## [WHAT THIS TASK INVOLVES]
Each line of the records containing "guardrail" is to be copied out and returned.

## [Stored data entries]
++++++
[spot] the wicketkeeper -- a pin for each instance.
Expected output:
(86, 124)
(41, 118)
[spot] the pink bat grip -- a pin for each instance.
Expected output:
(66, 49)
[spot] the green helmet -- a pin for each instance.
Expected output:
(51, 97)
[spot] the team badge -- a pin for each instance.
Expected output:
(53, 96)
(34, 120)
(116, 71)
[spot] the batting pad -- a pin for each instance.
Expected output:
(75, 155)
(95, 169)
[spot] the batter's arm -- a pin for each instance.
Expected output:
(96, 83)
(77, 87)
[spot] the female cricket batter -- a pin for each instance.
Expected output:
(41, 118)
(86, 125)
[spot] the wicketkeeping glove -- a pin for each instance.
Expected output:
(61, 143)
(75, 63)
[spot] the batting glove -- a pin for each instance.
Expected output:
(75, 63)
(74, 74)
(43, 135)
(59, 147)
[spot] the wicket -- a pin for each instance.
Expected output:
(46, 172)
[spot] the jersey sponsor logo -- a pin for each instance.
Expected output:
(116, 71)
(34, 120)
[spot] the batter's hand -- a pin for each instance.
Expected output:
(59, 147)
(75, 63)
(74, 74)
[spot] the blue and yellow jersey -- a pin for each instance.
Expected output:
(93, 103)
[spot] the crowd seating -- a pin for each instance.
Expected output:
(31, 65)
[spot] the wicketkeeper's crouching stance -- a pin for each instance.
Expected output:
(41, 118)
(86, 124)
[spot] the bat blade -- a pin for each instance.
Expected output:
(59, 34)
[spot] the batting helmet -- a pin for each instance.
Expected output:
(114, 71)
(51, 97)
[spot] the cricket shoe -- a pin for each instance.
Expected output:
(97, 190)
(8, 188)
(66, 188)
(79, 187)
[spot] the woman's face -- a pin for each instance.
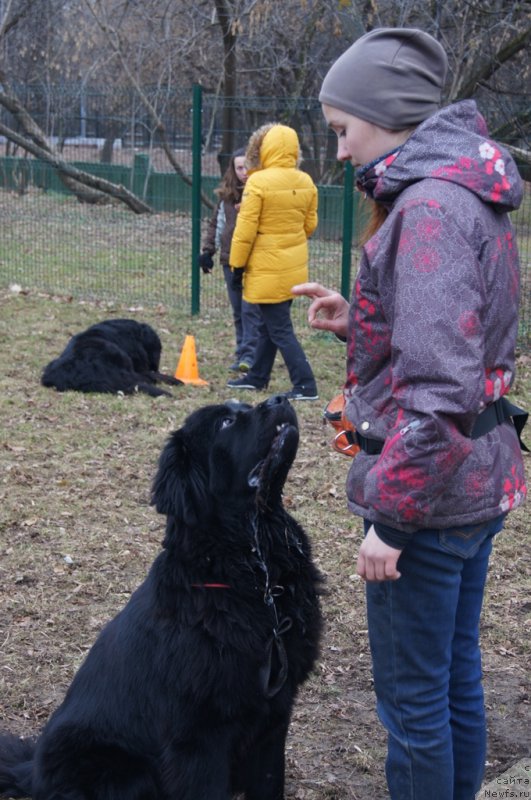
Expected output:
(359, 141)
(239, 168)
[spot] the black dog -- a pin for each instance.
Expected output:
(116, 355)
(187, 693)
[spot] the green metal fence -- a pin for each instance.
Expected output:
(50, 242)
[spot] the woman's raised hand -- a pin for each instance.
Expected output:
(329, 309)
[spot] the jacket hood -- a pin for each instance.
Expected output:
(272, 145)
(451, 145)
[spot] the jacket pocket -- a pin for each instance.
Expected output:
(465, 540)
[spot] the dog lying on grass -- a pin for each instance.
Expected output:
(116, 355)
(187, 693)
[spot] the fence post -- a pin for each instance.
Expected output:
(196, 193)
(348, 222)
(140, 174)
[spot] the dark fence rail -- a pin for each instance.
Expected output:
(51, 242)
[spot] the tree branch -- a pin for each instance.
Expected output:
(108, 188)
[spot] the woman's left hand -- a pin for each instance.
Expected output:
(376, 559)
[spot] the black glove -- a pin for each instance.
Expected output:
(237, 277)
(206, 262)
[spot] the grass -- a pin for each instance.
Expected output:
(77, 534)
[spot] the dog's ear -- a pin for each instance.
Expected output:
(180, 488)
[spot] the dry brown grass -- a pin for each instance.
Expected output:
(77, 535)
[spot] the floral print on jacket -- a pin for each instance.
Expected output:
(433, 326)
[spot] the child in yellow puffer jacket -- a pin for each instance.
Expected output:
(269, 253)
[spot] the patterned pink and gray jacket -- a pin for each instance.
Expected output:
(433, 325)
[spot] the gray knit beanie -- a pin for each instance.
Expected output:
(392, 77)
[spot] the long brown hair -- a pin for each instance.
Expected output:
(230, 188)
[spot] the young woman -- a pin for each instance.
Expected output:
(431, 331)
(269, 251)
(218, 237)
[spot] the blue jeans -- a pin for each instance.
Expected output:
(276, 333)
(424, 638)
(247, 319)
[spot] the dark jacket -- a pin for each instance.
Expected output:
(209, 242)
(433, 327)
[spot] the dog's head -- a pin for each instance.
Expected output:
(233, 454)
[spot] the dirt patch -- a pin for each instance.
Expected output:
(77, 535)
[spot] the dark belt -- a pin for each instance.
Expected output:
(498, 412)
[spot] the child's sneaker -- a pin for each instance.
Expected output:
(244, 383)
(302, 394)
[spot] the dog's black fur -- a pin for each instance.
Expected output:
(187, 693)
(116, 355)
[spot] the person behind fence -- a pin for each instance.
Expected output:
(431, 331)
(218, 237)
(269, 253)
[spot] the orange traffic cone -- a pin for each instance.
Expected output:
(187, 367)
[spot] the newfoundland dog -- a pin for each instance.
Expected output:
(116, 355)
(187, 693)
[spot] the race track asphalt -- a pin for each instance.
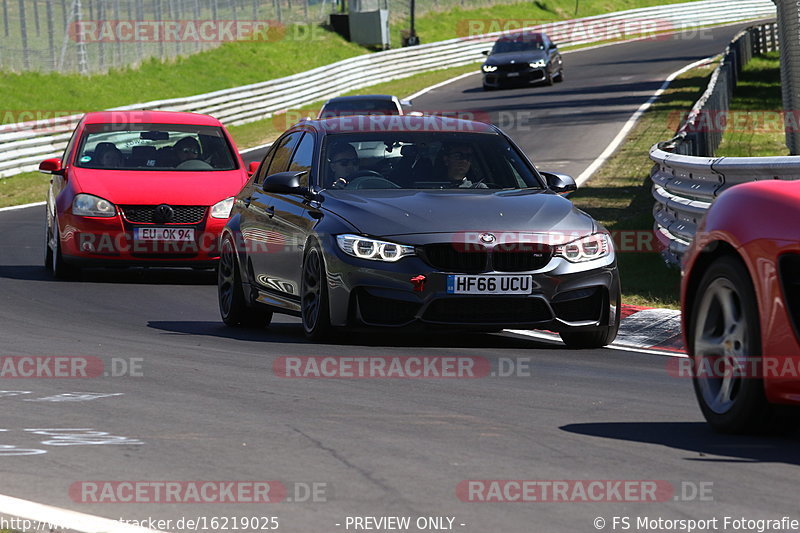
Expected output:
(209, 407)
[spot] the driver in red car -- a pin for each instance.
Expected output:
(344, 163)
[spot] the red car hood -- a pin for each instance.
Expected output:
(123, 187)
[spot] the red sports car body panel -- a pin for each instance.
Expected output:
(114, 239)
(760, 221)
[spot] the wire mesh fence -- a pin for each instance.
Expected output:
(93, 36)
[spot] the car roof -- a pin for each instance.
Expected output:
(523, 35)
(362, 97)
(397, 124)
(150, 117)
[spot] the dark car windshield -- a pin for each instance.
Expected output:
(341, 108)
(523, 44)
(424, 160)
(181, 147)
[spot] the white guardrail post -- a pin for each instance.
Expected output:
(686, 177)
(24, 145)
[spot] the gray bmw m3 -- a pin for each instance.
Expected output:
(407, 221)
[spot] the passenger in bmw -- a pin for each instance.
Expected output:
(457, 159)
(343, 163)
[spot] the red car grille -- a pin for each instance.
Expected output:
(181, 214)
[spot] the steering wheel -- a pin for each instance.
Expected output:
(362, 177)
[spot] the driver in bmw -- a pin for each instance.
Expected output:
(344, 163)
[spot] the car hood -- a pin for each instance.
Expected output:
(516, 57)
(388, 213)
(125, 187)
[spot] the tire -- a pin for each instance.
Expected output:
(233, 306)
(725, 321)
(48, 252)
(314, 306)
(589, 338)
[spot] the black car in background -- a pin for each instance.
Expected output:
(388, 221)
(522, 59)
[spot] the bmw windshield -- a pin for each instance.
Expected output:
(424, 160)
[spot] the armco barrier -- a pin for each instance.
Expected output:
(686, 176)
(23, 146)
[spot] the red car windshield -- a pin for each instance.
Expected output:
(179, 147)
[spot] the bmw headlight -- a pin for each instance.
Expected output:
(222, 209)
(88, 205)
(365, 248)
(589, 248)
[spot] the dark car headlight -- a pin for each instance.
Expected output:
(589, 248)
(88, 205)
(365, 248)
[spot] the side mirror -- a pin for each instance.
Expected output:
(560, 183)
(287, 183)
(51, 166)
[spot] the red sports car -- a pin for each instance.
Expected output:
(141, 188)
(741, 308)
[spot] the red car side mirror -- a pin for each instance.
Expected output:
(252, 167)
(51, 166)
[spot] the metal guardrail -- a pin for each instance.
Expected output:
(24, 145)
(686, 176)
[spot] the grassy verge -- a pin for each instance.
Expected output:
(755, 125)
(32, 186)
(458, 22)
(239, 63)
(23, 188)
(267, 130)
(619, 196)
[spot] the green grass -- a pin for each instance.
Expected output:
(457, 22)
(756, 128)
(267, 130)
(619, 194)
(240, 63)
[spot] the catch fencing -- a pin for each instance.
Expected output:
(686, 175)
(24, 145)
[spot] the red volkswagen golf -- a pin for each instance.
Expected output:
(141, 188)
(741, 308)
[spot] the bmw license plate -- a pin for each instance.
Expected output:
(504, 284)
(164, 234)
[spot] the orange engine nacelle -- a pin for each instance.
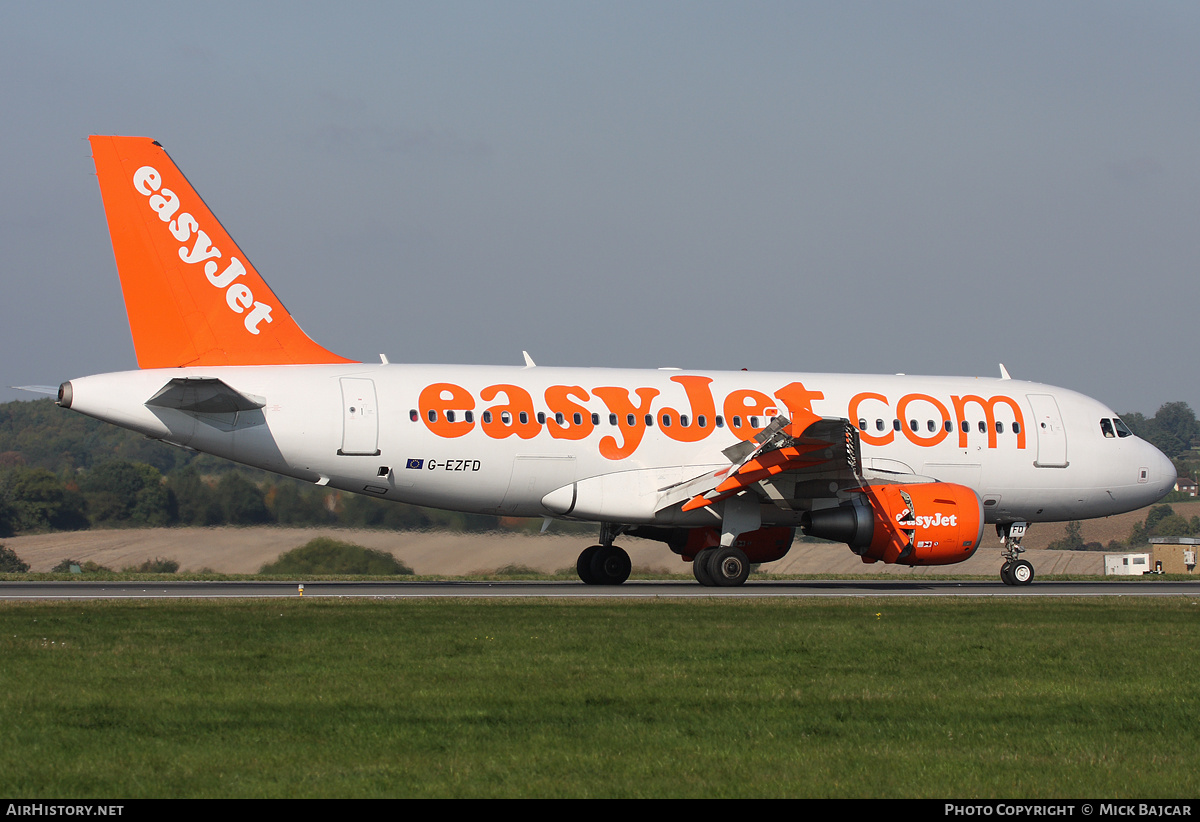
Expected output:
(934, 523)
(760, 546)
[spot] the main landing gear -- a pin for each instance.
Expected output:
(1015, 571)
(721, 567)
(604, 564)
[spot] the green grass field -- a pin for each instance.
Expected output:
(851, 697)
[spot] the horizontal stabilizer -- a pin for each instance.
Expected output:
(203, 395)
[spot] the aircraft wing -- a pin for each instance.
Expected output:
(203, 395)
(790, 471)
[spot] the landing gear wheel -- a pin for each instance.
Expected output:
(700, 568)
(610, 565)
(583, 565)
(729, 567)
(1021, 573)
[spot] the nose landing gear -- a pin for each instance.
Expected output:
(1015, 571)
(604, 564)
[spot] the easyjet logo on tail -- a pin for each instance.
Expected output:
(185, 228)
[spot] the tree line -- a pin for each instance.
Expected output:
(66, 472)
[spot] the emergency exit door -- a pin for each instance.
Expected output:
(360, 418)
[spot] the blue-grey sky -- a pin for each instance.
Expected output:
(922, 187)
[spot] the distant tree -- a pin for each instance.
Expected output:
(1073, 540)
(84, 568)
(123, 492)
(1171, 430)
(241, 501)
(37, 501)
(330, 557)
(10, 563)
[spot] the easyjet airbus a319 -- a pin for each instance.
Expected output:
(721, 467)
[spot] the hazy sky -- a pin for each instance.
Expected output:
(922, 187)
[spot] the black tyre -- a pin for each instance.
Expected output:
(700, 568)
(583, 564)
(610, 565)
(729, 567)
(1021, 573)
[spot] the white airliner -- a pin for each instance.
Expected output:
(721, 467)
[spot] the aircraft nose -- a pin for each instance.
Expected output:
(1163, 474)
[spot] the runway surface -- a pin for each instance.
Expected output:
(634, 589)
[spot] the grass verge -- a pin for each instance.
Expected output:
(553, 699)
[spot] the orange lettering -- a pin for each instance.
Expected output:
(989, 409)
(618, 402)
(439, 399)
(913, 437)
(558, 402)
(852, 412)
(507, 420)
(799, 406)
(701, 401)
(747, 403)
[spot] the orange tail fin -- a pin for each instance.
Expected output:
(192, 297)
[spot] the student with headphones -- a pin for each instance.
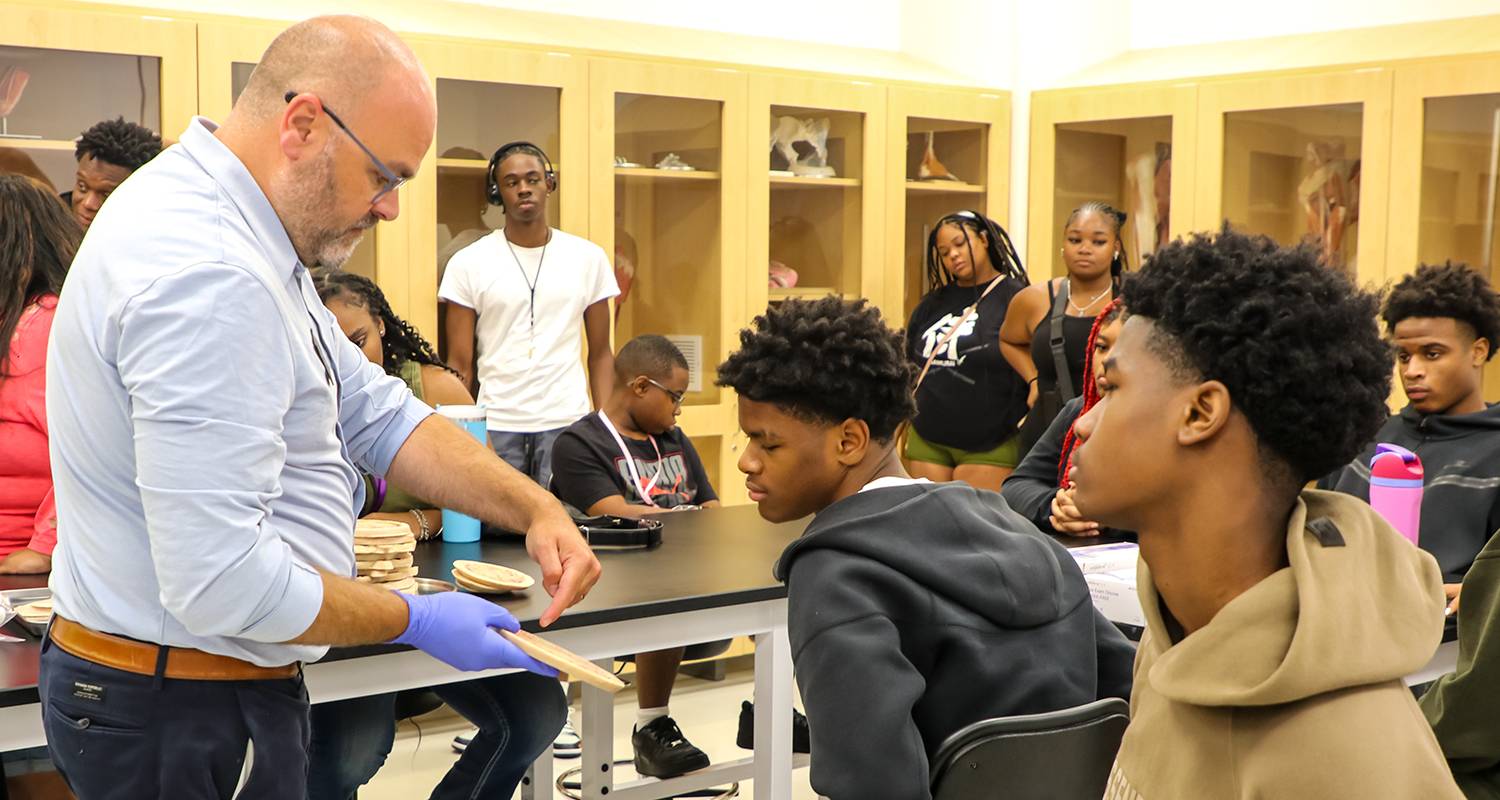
++++++
## [RESPONSE TO THIS EXERCISE]
[spot] the white guardrail post -- a pin for each instance.
[spot] the metal guardrail -- a pin for each instance.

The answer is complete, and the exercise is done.